---- Task inputs
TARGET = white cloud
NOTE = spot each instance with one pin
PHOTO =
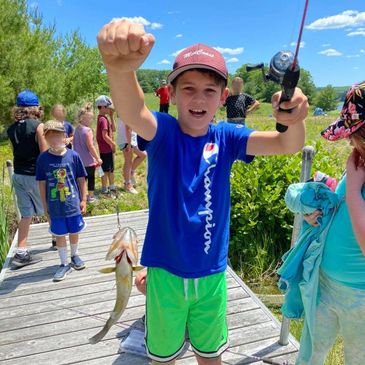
(349, 18)
(141, 20)
(156, 26)
(177, 52)
(232, 60)
(229, 51)
(164, 62)
(330, 52)
(294, 44)
(356, 32)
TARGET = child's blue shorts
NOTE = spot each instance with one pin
(64, 226)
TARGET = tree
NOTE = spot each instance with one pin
(307, 85)
(327, 98)
(61, 69)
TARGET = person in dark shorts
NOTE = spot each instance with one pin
(104, 137)
(26, 136)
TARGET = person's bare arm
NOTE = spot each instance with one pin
(124, 47)
(262, 143)
(355, 181)
(42, 143)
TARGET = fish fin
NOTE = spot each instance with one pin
(137, 268)
(107, 270)
(95, 339)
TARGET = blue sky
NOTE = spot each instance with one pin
(333, 48)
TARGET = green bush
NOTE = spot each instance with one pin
(261, 224)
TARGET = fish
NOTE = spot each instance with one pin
(124, 251)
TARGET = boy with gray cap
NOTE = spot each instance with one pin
(26, 137)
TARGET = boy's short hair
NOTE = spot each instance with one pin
(104, 100)
(199, 57)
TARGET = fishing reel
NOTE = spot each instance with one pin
(284, 70)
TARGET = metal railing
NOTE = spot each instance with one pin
(307, 158)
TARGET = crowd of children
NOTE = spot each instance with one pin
(54, 170)
(186, 243)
--------
▶ What is needed
Change "crowd" to "group" in the lines from the one containing "TARGET = crowd of children" through the final line, and output only those lines with nothing else altered.

▶ Problem solution
TARGET = group of children
NOTE = spot each instance with one pin
(54, 170)
(186, 243)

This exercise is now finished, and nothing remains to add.